#### SELECTED EXTRACT

My mother is unique in that although she is 88 years old and was diagnosed 9 years ago, she's still pretty much ok in the moment she is in. Her short term memory is mostly gone, but, perhaps because of her faith in the Lord and certainly because of her laid back, take-it-as-it-comes personality, she's mostly at peace about not remembering. That's unique too! I could see myself having to be sedated because of panic over not knowing what's going on. Not Mom. She sits in her chair, content with a stack of books, her notebook, and soft music playing in the background. The only clouds on her horizon come from my insistence that she take a daily walk and bathe occasionally!
I think the biggest part of how Alzheimer's affects an individual has to do with the particular portion of the brain that is happens to sustain the greatest damage first. My theory is that the Lord wanted me to write a caregiving book and so He made special arrangements for Mom to progress very slowly through the stages of the disease. My quota of actual physical labor has been light when compared to the emotional stress I've endured, and so I've had time to record the guidance the Lord has so graciously provided in response to my cries for help! In turn, other caregivers whose workloads are heavier have been blessed by the comfort God has provided Mom and me.
Here is a summary of the caregiving strategies that have been helpful for my unique mother in our unique circumstances. These aren't intended as a roadmap for anyone else's care recipient; they are meant only to serve as a springboard for ideas that might facilitate your own caregiving journey:
- Prescription drugs: Prozac, Namenda, Aricept, Colestipol. It took about a year for Mom to adapt to the Namenda and Aricept--I always tell people to give these drugs a decent amount of time to work. Side effects such as digestive discomfort or bad dreams tend to fade over time. The anti-depressant Prozac helped Mom greatly. Mom experienced improvement after about 6 months on these prescription drugs.

########
#### SOURCE INFORMATION

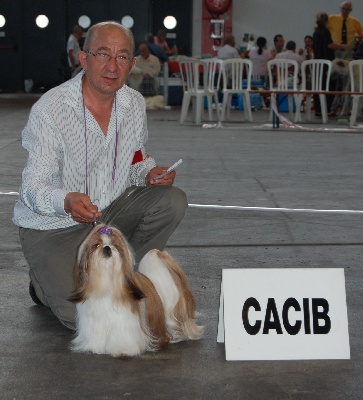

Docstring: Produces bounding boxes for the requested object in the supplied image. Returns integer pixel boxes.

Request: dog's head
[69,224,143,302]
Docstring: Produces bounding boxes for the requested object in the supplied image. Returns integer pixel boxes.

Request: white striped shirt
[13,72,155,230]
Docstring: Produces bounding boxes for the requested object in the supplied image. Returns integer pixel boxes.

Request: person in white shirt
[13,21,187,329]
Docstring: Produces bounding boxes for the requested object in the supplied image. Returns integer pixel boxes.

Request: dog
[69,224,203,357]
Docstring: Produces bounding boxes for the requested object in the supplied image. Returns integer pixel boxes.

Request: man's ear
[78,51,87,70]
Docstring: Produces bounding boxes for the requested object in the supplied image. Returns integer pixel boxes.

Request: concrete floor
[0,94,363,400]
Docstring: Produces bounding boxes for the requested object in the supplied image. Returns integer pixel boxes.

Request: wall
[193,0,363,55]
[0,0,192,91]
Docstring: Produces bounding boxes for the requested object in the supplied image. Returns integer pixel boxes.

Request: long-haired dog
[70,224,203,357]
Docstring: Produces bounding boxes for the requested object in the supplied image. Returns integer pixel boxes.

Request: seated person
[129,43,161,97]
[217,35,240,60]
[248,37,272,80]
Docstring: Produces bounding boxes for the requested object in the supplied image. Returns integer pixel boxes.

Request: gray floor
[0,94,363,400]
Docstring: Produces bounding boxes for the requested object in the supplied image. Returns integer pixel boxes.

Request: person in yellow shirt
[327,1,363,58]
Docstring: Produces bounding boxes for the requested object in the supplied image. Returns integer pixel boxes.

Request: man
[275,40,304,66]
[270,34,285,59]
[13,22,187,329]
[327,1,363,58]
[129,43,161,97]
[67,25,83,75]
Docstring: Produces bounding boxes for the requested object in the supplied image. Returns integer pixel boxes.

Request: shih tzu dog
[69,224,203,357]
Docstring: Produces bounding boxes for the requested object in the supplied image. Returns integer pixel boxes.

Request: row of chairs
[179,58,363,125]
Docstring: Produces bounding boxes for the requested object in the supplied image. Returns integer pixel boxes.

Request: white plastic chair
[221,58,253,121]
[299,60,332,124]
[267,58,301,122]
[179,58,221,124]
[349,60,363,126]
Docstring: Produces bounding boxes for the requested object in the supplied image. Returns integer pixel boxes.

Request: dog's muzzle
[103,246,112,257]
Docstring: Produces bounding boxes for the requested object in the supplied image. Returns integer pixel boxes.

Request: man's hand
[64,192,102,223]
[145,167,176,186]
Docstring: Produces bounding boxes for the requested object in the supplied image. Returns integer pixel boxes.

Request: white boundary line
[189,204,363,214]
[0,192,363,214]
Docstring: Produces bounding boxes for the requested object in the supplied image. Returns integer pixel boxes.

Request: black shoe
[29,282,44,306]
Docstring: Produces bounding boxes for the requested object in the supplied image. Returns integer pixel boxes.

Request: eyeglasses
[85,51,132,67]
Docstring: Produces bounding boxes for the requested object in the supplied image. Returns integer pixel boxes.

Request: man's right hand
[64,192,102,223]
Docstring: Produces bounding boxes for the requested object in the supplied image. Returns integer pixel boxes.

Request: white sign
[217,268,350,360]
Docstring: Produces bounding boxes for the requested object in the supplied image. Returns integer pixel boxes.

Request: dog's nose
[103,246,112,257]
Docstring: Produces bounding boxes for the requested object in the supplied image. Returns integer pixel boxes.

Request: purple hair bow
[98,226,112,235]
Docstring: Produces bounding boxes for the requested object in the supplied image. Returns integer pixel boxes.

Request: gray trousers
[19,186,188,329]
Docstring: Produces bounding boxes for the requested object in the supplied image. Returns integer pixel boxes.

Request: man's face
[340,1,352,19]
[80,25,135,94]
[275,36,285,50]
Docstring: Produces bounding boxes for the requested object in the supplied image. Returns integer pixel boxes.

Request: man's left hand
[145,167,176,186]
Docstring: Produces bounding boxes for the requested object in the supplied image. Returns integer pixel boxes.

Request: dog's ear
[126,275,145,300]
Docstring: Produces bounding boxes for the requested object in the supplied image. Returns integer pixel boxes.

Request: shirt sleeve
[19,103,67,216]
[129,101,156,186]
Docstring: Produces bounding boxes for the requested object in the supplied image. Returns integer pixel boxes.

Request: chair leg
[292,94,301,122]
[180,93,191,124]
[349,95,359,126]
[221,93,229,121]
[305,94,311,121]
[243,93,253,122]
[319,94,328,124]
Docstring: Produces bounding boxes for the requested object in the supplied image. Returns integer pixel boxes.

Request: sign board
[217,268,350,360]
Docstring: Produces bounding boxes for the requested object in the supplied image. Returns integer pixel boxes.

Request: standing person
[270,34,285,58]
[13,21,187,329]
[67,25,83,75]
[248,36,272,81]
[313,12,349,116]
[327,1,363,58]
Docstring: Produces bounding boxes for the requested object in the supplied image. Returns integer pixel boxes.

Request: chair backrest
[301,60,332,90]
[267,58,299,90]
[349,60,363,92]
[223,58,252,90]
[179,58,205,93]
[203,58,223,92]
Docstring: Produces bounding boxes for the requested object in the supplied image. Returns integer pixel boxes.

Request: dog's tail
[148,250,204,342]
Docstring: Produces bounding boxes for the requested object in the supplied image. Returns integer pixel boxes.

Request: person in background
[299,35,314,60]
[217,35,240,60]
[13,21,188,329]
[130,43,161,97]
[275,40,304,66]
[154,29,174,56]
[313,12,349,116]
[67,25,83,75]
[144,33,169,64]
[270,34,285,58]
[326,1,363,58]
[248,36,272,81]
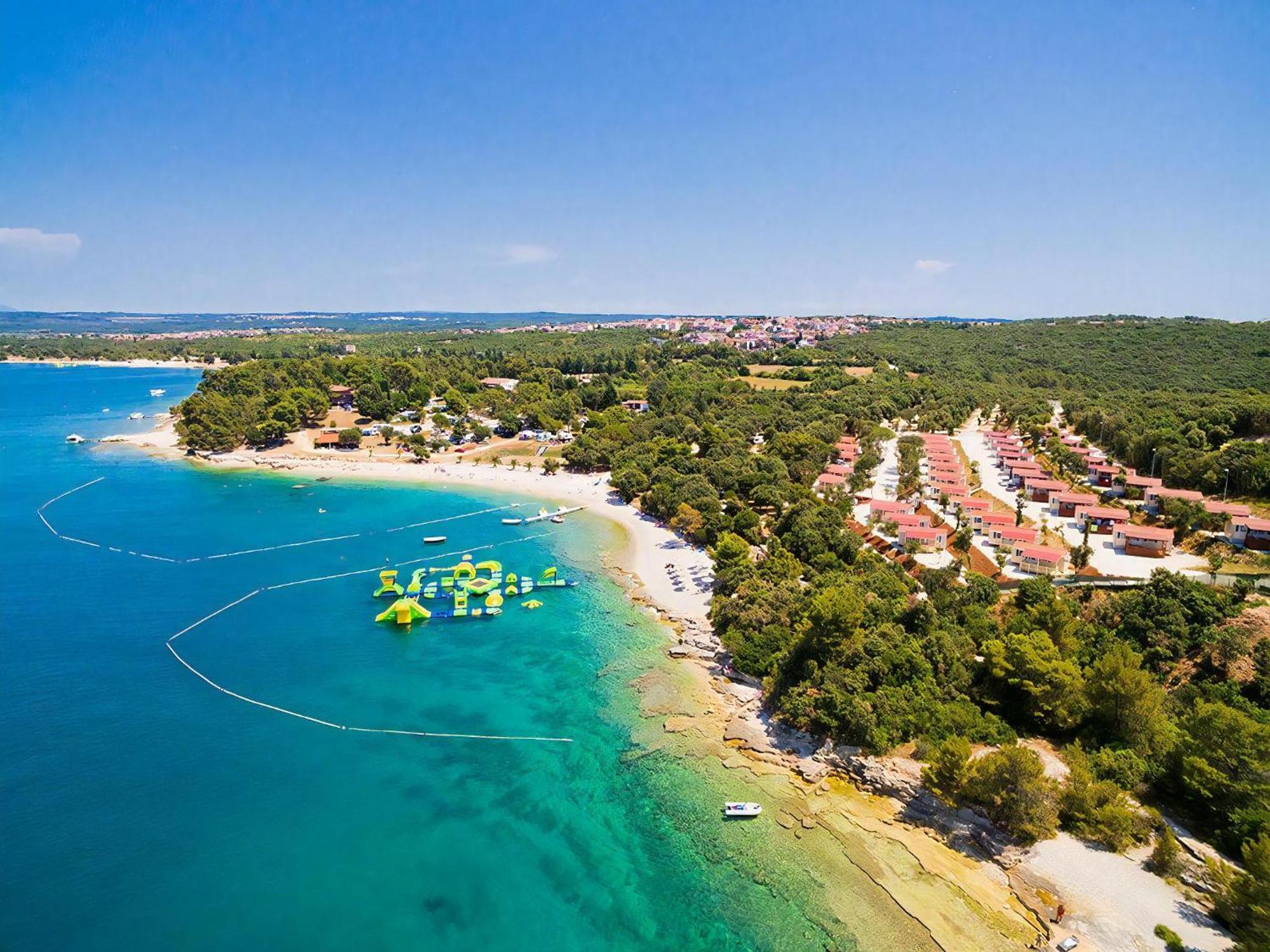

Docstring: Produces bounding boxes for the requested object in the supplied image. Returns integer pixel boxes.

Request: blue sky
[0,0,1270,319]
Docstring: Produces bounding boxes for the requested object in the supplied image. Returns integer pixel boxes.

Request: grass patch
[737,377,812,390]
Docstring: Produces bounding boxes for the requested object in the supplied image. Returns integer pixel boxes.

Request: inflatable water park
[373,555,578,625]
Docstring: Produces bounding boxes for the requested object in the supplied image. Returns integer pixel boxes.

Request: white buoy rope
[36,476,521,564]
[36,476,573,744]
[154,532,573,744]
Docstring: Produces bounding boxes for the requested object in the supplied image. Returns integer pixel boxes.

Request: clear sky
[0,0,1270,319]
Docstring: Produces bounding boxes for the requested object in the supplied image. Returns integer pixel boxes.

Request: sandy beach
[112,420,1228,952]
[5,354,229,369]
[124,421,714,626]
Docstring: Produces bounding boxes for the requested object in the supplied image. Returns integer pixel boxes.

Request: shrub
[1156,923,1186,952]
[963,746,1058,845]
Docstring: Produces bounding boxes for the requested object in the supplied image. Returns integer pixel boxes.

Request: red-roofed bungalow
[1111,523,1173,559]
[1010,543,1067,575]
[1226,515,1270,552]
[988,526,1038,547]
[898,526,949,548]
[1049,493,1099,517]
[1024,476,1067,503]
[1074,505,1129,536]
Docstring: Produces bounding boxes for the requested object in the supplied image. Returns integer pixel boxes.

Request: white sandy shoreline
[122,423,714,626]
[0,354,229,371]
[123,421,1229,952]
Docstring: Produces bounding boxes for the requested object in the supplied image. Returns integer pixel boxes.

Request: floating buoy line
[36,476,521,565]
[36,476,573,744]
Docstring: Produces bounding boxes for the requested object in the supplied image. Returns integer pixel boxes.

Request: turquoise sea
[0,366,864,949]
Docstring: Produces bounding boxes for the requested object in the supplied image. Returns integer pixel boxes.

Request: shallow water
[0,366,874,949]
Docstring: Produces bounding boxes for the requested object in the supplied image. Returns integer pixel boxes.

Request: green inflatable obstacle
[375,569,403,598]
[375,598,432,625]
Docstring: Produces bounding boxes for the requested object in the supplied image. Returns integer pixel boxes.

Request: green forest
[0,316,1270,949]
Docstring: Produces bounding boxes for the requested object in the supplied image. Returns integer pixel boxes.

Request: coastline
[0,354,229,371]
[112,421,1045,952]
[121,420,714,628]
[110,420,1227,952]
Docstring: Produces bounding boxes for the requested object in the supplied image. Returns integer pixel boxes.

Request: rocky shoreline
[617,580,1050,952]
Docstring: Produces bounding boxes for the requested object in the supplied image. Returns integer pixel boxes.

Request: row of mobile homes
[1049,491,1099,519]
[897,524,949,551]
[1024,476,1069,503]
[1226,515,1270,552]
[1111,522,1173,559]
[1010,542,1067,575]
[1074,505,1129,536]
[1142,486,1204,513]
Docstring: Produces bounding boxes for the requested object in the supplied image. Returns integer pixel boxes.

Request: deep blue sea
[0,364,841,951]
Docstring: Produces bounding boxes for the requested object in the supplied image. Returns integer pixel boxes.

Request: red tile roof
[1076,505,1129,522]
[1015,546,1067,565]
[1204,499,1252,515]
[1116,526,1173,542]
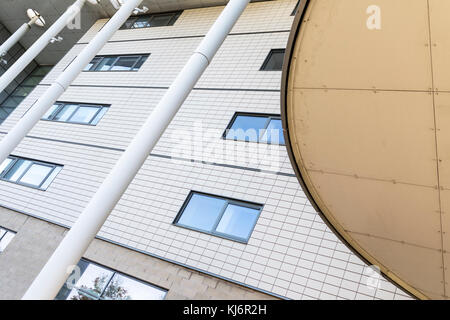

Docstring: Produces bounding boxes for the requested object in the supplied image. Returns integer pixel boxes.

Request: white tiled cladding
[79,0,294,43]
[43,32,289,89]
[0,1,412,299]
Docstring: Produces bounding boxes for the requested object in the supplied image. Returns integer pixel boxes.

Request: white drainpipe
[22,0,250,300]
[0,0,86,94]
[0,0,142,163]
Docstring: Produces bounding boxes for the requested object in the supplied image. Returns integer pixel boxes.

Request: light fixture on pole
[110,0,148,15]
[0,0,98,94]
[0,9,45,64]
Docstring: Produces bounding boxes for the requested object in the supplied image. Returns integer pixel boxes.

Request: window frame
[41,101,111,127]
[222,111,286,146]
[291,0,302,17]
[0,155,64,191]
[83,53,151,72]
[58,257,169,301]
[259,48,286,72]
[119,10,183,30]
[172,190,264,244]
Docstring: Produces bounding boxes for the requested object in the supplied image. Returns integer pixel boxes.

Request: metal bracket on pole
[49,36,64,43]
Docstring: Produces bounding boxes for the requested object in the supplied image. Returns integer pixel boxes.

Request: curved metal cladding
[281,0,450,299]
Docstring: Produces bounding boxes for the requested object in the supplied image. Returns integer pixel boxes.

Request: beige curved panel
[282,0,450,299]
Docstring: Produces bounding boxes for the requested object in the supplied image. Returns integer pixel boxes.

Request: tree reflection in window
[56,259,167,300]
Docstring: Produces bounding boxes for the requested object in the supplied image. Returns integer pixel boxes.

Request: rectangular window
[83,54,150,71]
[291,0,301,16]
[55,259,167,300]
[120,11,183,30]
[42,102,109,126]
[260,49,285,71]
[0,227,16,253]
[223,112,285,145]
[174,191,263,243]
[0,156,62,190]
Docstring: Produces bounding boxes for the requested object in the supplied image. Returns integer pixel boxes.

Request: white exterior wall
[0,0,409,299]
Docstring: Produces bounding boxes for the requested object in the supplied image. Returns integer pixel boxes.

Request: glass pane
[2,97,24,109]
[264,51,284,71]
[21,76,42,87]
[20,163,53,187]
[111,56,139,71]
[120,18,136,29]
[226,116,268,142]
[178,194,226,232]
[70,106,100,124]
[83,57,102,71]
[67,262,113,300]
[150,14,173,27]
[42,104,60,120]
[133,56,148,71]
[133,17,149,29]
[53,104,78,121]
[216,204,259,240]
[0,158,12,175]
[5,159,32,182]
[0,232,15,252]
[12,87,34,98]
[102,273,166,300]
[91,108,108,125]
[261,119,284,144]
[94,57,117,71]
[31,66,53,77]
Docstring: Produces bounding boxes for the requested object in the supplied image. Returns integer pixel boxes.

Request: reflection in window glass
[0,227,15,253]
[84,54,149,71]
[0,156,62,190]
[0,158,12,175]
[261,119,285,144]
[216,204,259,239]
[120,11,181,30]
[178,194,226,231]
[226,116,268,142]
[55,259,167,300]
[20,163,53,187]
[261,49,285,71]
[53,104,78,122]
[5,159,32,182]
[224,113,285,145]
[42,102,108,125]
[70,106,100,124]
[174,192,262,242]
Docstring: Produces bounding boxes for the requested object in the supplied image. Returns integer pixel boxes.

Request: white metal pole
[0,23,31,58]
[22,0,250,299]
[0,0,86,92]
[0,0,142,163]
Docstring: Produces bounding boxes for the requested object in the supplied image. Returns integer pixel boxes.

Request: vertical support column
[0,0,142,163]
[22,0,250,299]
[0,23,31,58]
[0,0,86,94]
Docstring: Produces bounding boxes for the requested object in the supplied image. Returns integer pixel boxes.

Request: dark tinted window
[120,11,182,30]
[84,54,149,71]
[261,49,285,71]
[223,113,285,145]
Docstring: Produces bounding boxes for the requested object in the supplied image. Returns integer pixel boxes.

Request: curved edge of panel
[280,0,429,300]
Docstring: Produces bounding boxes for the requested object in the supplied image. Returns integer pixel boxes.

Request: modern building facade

########

» REQUIRED ACTION A
In the caregiving text, how long did it take the mother to adapt to Namenda and Aricept?
» REQUIRED ACTION B
Print the caregiving text from "Here is a summary" to "these prescription drugs.".

» EXERCISE RESULT A
About a year.

» EXERCISE RESULT B
Here is a summary of the caregiving strategies that have been helpful for my unique mother in our unique circumstances. These aren't intended as a roadmap for anyone else's care recipient; they are meant only to serve as a springboard for ideas that might facilitate your own caregiving journey:
- Prescription drugs: Prozac, Namenda, Aricept, Colestipol. It took about a year for Mom to adapt to the Namenda and Aricept--I always tell people to give these drugs a decent amount of time to work. Side effects such as digestive discomfort or bad dreams tend to fade over time. The anti-depressant Prozac helped Mom greatly. Mom experienced improvement after about 6 months on these prescription drugs.